● **AUFGABE 1**
Übersetzen Sie den Satz „Auch der ‚Babo‘ kann nicht immer gewinnen.“ aus dem Textauszug zum Markenstreit ins Englische.
● **AUFGABE 2**
Kopieren Sie wortgetreu den Abschnitt des Textauszugs zum Markenstreit, der mit den Worten „Unbeachtlichkeit von Bedeutungsunterschieden“ beginnt und nach den Worten „legte Widerspruch ein.“ endet.
● **AUFGABE 3**
Schreiben Sie den Textauszug zum Markenstreit zwischen „Babo“ und „Bobo“ im Anschluss an seinen letzten Satz weiter.

● **TEXTAUSZUG**
· · ·

1. Februar 2022

Unbeachtlichkeit von Bedeutungsunterschieden bei Markenkollisionen – BPatG 29 W (pat) 13/20

Auch der “Babo” kann nicht immer gewinnen. Und so entschied das BPatG mit Beschluss vom 22.11.2021, dass die deutsche Wortmarke “Babo” wegen Verwechslungsgefahr mit der älteren Wortmarke “Bobo” teilweise gelöscht wird.

2014 hatte das Deutsche Patent- und Markenamt die Wortmarke “Babo” u. a. “Bekleidungsstücke; Schuhwaren; Kopfbedeckungen” eingetragen. Die Inhaberin der älteren Wortmarke “Bobo”, registriert für “Kinder- und Babybekleidungsstücke, insbesondere Strumpfwaren, Mützen, Schals und Schuhe”, sah sich hierdurch in ihren Rechte verletzt und legte Widerspruch ein.

· · ·

Bildgestützte Referenzdaten
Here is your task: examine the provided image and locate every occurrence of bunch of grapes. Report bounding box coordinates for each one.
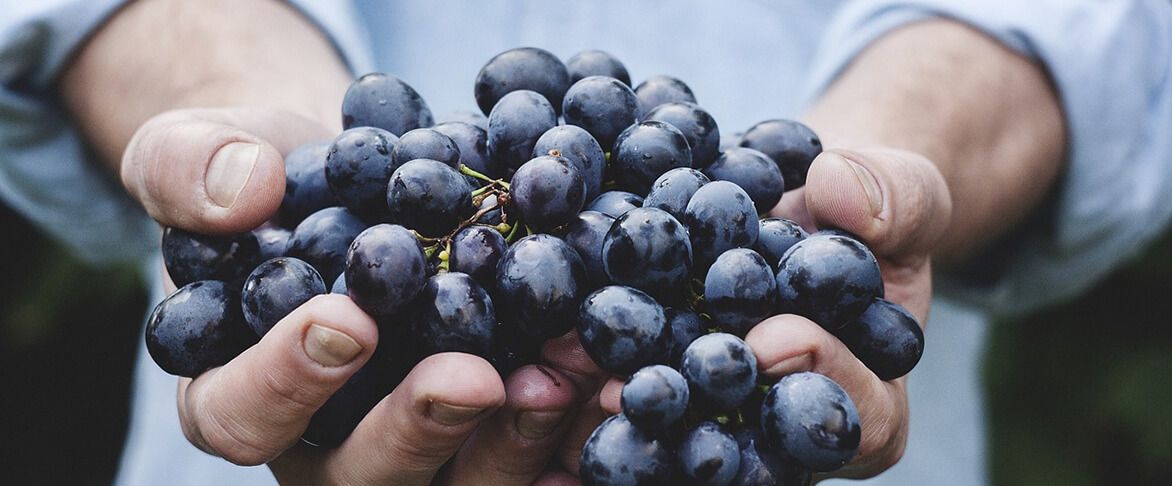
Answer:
[147,48,924,485]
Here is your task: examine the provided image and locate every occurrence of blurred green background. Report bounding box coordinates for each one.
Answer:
[0,206,1172,486]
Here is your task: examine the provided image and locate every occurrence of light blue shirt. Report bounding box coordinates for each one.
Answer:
[0,0,1172,485]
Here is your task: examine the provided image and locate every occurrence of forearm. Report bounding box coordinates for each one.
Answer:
[805,20,1065,262]
[60,0,350,170]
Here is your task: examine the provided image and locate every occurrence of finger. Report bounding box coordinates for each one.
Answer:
[312,352,505,485]
[121,109,329,234]
[178,295,379,465]
[443,365,577,486]
[745,314,907,478]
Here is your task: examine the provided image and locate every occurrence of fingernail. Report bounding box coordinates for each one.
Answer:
[204,142,260,207]
[305,324,362,368]
[516,411,566,440]
[430,402,484,425]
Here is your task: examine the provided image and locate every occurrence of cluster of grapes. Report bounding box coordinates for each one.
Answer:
[147,48,924,485]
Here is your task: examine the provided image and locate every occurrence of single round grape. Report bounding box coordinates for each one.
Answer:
[777,234,883,330]
[578,415,675,486]
[680,333,757,411]
[147,280,257,378]
[240,256,326,336]
[761,372,861,472]
[578,286,672,375]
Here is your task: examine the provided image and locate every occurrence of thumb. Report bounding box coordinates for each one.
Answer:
[121,109,331,234]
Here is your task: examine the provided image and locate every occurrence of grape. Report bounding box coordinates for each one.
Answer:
[493,234,586,340]
[163,227,260,287]
[578,286,670,375]
[240,256,326,336]
[448,226,509,288]
[611,122,691,194]
[635,75,696,114]
[566,50,631,85]
[346,224,428,317]
[677,422,741,486]
[326,126,398,218]
[643,167,709,220]
[147,280,257,378]
[741,119,822,191]
[761,372,861,472]
[680,333,757,411]
[620,364,688,434]
[285,207,367,282]
[602,207,691,302]
[704,248,777,335]
[777,234,883,330]
[561,76,639,149]
[834,299,924,381]
[390,129,461,167]
[510,156,586,232]
[642,102,721,167]
[704,148,785,213]
[586,191,643,218]
[578,415,675,486]
[683,180,761,269]
[533,125,606,200]
[475,47,570,115]
[386,158,475,237]
[488,90,558,172]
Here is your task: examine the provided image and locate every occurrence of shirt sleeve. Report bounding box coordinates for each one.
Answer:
[806,0,1172,315]
[0,0,372,263]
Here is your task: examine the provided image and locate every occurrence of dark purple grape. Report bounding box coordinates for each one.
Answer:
[342,73,432,136]
[240,256,326,336]
[741,119,822,191]
[493,234,586,340]
[448,226,509,288]
[704,248,777,336]
[346,225,428,317]
[683,180,761,273]
[566,50,631,87]
[609,122,691,194]
[643,167,710,221]
[509,156,586,233]
[761,372,861,472]
[163,227,260,288]
[704,148,785,213]
[279,142,341,227]
[641,102,721,167]
[561,76,639,149]
[147,280,257,377]
[777,235,883,330]
[635,75,696,114]
[620,364,688,434]
[834,299,924,381]
[533,125,606,200]
[578,286,672,375]
[488,90,558,173]
[475,47,570,115]
[285,207,367,282]
[680,333,757,411]
[386,158,475,238]
[561,211,614,288]
[602,207,691,302]
[326,126,398,218]
[752,218,809,268]
[586,191,643,218]
[676,422,741,486]
[578,415,675,486]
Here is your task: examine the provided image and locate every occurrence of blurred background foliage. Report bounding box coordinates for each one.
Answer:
[0,205,1172,486]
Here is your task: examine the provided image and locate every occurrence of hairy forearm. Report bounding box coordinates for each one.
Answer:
[805,20,1065,262]
[60,0,349,170]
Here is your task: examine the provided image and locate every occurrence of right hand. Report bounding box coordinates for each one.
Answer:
[131,109,581,485]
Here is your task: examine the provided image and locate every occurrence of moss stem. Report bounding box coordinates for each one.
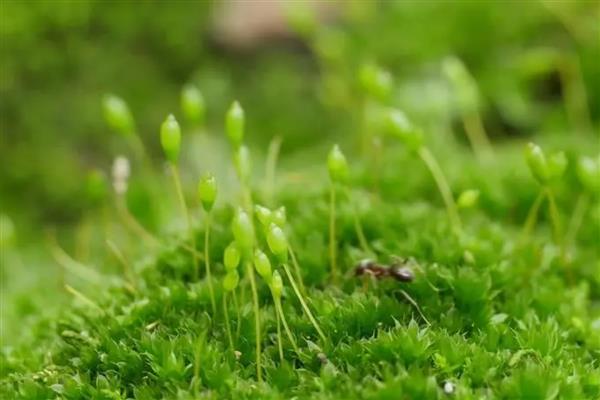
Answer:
[346,188,373,254]
[283,264,325,341]
[418,147,462,233]
[273,298,300,356]
[522,191,546,241]
[265,136,281,206]
[273,296,283,362]
[288,243,306,295]
[169,163,199,281]
[246,262,262,382]
[233,290,242,342]
[205,211,217,315]
[329,182,338,283]
[223,293,235,353]
[546,188,562,247]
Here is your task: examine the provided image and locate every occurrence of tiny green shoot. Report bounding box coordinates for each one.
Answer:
[442,57,493,161]
[523,143,568,244]
[198,173,217,313]
[386,109,462,233]
[267,223,325,340]
[181,84,206,126]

· · ·

● **LÖSUNG 1**
Even “Babo” can't always win.

● **LÖSUNG 2**
Unbeachtlichkeit von Bedeutungsunterschieden bei Markenkollisionen – BPatG 29 W (pat) 13/20

Auch der “Babo” kann nicht immer gewinnen. Und so entschied das BPatG mit Beschluss vom 22.11.2021, dass die deutsche Wortmarke “Babo” wegen Verwechslungsgefahr mit der älteren Wortmarke “Bobo” teilweise gelöscht wird.

2014 hatte das Deutsche Patent- und Markenamt die Wortmarke “Babo” u. a. “Bekleidungsstücke; Schuhwaren; Kopfbedeckungen” eingetragen. Die Inhaberin der älteren Wortmarke “Bobo”, registriert für “Kinder- und Babybekleidungsstücke, insbesondere Strumpfwaren, Mützen, Schals und Schuhe”, sah sich hierdurch in ihren Rechte verletzt und legte Widerspruch ein.

● **LÖSUNG 3**
Im Rahmen des Widerspruchs- und Beschwerdeverfahrens verteidigte sich die angegriffene Markeninhaberin damit, dass die angesprochenen Verkehrskreise “Bobo” der bekannten Figur “Bobo Siebenschläfer” zuordnen würden. Demgegenüber werde der “Babo” – zumal auch Jugendwort des Jahres 2013 – von einem erheblichen Teil des Verkehrs als “Boss” oder “Anführer” verstanden. Diese Bedeutungsunterschiede würden dazu führen, dass die gegebene klangliche und schriftbildliche Ähnlichkeit zwischen “Babo” und “Bobo” neutralisiert werde, weshalb eine Verwechslungsgefahr ausscheide.

Die Richterinnen des BPatG sahen dies nun anders.

Zunächst stehe bei der Widerspruchsmarke “Bobo” zweifellos die Bedeutung als Vorname im Vordergrund. Die Auffassung, dass die Marke “Bobo” unmittelbar mit der Kinderbuchfigur „Bobo Siebenschläfer“ assoziiert werde, sei falsch. Hierfür gebe es keine ausreichenden Anhaltspunkte.

Auf der anderen Seite werde “Babo” ebenfalls als Vorname verwendet. Außerdem sei die umgangssprachliche Bedeutung von Babo nicht in einem Maße gängig, dass sie sich ohne Weiteres aufdränge. Denn viele der zur Wahl zum Jugendwort des Jahres stehenden Wörter sind, wie es sich für Jugendsprache ja auch gehört, der breiten Öffentlichkeit oft kein Begriff. Viele Jugendwörter mögen zudem kurzzeitig etwas bekannter sein, verschwinden häufig aber auch wieder aus dem Sprachgebrauch (der Jugendlichen).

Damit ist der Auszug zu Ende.